WRITTEN PROBLEM 1: Find every line in the listing that contains the word "blue" and copy each of those lines.

EXCERPTED PASSAGE:
»»

Draka Comteq Berlin GmbH & Co. KG

Download General Terms - Abroad

 

Abroad

Issued April 2005

1.        General provisions

1.1. The following general terms and conditions of delivery shall govern the legal relationship of Draka Comteq Berlin GmbH & Co. KG and its contracting parties, referred to as 'customer' in the following, except as otherwise provided for by individual contractual regulations.  

1.2. To all business with customers who are non-consumers as defined by paragraph 310, subparagraph 1 of the German Civil Code regarding the delivery of cable factory products, these provisions shall apply exclusively. Diverging or complementary provisions of the customer as well as collateral agreements shall be binding only if we have confirmed those provisions or agreements in writing. In all other cases, we herewith object to such provisions or agreements.

1.3. Special provisions shall apply to any installation or commercial services; the customer can obtain these provisions at any time from us, or they are attached to these general terms and conditions.

 

2.        Order and acceptance

2.1. A contract between the customer and our company shall be concluded only by our written confirmation of the order placed by the customer. Our written confirmation of the order shall be authoritative for the scope of the delivery or service.

2.2. Our offers are made without obligation; they shall be not binding for subsequent orders.

 

3.        Time for delivery

3.1. Times for delivery shall be binding only if we have confirmed these times expressly and in writing as binding.

««

RECORDS PROVIDED:

»»

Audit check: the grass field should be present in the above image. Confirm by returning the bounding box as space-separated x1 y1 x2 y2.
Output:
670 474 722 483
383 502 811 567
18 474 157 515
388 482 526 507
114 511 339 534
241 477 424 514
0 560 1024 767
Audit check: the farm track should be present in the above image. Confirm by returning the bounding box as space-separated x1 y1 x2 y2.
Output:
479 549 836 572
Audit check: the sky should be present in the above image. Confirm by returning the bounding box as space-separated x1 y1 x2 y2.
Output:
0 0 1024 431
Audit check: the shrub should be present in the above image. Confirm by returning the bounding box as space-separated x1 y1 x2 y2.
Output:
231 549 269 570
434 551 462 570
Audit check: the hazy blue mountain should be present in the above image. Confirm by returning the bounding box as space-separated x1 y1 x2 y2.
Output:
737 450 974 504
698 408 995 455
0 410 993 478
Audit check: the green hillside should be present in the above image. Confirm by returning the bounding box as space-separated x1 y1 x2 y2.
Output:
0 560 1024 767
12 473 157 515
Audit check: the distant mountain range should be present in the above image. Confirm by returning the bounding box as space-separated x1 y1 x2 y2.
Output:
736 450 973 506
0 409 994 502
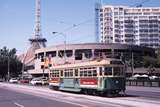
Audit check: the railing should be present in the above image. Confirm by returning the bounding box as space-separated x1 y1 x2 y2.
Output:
126 79 160 87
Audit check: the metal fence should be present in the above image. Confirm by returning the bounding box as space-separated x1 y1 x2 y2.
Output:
126 79 160 87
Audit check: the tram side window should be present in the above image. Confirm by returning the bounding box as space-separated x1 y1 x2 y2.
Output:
75 69 78 76
64 71 73 77
93 70 97 76
99 67 102 76
104 67 112 75
88 71 92 77
113 67 123 76
80 71 83 77
61 70 63 77
84 71 87 77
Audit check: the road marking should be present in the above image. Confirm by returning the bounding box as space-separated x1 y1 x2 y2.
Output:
14 102 24 107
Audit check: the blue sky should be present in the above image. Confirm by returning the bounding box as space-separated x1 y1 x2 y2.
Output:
0 0 160 53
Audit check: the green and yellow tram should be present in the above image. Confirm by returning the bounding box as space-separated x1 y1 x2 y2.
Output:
49 58 125 95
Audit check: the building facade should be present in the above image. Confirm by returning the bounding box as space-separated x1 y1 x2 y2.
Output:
99 5 160 48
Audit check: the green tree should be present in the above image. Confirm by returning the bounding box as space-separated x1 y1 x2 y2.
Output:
0 47 22 78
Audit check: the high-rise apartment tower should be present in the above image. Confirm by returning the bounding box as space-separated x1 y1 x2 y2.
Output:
99 5 160 48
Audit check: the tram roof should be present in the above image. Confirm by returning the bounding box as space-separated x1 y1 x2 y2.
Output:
52 58 120 69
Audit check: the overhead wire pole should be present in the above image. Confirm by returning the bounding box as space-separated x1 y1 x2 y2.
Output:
7 54 10 81
52 32 67 63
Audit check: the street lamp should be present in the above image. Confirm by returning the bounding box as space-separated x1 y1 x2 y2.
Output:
52 32 66 63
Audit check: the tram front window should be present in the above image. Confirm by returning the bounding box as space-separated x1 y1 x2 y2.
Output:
104 67 112 76
113 67 123 76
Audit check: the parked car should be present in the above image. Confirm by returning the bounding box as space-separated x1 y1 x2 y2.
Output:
19 78 30 84
9 78 18 83
30 78 48 85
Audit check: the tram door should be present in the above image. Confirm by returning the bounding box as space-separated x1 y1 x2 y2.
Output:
97 67 103 90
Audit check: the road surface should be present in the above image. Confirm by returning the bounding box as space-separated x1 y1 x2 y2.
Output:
0 83 160 107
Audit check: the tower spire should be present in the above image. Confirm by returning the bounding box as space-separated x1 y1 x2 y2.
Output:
29 0 47 49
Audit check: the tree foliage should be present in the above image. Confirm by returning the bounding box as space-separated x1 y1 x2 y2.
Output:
0 47 22 78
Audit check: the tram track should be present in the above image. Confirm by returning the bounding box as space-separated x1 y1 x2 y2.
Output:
0 84 160 107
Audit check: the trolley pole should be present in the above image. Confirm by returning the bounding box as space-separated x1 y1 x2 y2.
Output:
7 55 10 81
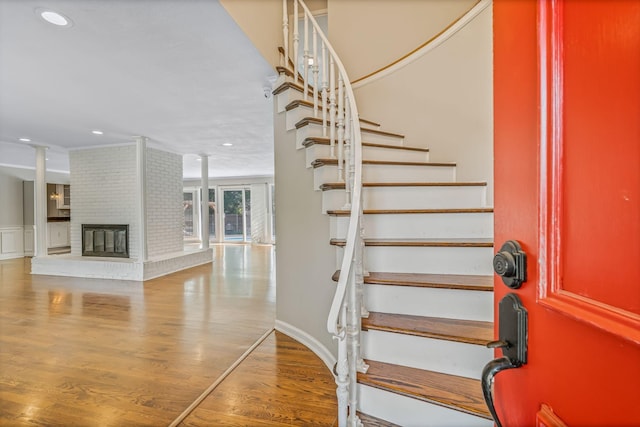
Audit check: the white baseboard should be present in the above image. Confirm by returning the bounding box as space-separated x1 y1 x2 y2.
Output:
0 227 24 260
275 320 336 374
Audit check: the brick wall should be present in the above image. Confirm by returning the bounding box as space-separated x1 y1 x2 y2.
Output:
146 148 184 258
69 144 184 258
69 145 140 258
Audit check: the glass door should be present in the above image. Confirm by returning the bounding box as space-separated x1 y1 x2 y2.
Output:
182 190 199 239
222 187 251 242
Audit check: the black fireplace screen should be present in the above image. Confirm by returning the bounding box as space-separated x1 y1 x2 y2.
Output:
82 224 129 258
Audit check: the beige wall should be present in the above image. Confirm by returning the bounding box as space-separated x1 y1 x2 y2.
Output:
328 0 476 81
329 0 493 205
220 0 327 67
220 0 282 66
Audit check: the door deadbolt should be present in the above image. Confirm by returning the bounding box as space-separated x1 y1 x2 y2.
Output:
493 240 527 289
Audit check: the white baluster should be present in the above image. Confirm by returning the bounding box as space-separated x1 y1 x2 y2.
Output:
302 13 309 101
347 239 368 427
322 43 329 138
335 308 349 427
293 0 300 83
342 96 353 210
311 27 320 118
329 56 336 158
336 74 346 182
280 0 289 67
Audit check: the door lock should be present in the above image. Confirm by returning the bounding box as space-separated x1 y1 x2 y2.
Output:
482 293 529 427
493 240 527 289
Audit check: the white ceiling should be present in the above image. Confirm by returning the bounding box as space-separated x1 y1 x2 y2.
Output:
0 0 275 178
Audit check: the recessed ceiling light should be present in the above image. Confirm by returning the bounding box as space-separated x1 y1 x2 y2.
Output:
36 8 73 27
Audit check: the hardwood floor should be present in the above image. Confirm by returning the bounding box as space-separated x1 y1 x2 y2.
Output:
0 245 336 426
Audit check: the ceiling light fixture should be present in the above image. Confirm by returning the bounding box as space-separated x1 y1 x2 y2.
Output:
36 8 73 27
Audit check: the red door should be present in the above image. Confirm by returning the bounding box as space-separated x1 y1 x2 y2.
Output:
494 0 640 427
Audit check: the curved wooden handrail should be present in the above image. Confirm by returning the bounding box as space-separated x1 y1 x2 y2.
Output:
351 0 492 89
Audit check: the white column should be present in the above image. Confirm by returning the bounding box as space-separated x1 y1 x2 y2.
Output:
265 182 273 243
200 154 209 249
135 136 148 262
34 145 47 257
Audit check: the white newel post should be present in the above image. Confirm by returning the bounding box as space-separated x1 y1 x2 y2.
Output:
34 145 47 257
200 154 209 249
135 136 149 262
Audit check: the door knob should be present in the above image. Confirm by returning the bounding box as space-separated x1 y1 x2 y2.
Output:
493 240 527 289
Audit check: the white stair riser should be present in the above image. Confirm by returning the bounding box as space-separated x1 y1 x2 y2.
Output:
313 164 456 189
306 144 429 168
329 212 493 239
322 186 486 212
296 123 404 148
360 330 494 379
358 384 493 427
286 104 316 130
276 89 302 113
358 246 493 276
364 284 493 322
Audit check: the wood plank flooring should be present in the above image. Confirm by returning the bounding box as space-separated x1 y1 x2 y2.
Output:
179 332 337 427
0 245 336 426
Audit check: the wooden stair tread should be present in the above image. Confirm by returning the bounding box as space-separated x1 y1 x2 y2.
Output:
358 360 492 420
296 117 404 138
362 312 493 346
329 238 493 248
311 159 456 168
332 270 493 292
356 411 400 427
320 182 487 191
284 99 380 130
271 82 304 95
276 65 293 77
302 137 429 153
327 208 493 216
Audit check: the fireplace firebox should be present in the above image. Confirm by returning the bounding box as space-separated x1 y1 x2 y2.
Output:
82 224 129 258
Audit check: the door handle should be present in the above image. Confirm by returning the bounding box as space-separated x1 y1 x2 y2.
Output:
482 293 528 427
493 240 527 289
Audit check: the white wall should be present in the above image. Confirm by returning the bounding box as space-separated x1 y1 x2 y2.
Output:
0 170 23 227
0 170 24 259
146 148 184 258
274 102 336 355
69 145 140 258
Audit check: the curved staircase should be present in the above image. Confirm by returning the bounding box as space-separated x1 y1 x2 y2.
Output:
273 72 493 426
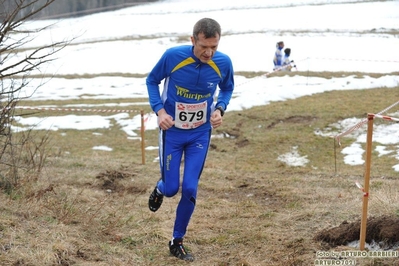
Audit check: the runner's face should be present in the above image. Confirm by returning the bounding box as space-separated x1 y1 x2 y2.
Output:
191 33 220 63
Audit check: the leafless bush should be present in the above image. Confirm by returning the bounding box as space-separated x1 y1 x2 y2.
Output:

««

WRITTEN PROBLEM 2: Under the general terms of delivery, what is the only way a contract between the customer and the company is concluded?

CORRECT OUTPUT 1:
Audit check: the hazy blue mountain should be present in the above image. Confirm by returning the bounding box as space-separated x1 y1 x2 y2.
Audit check: the blue sky should be present in the above image. Confirm by returning the bounding box as space-separated x1 y1 x2 y2.

CORRECT OUTPUT 2: By the company's written confirmation of the order placed by the customer.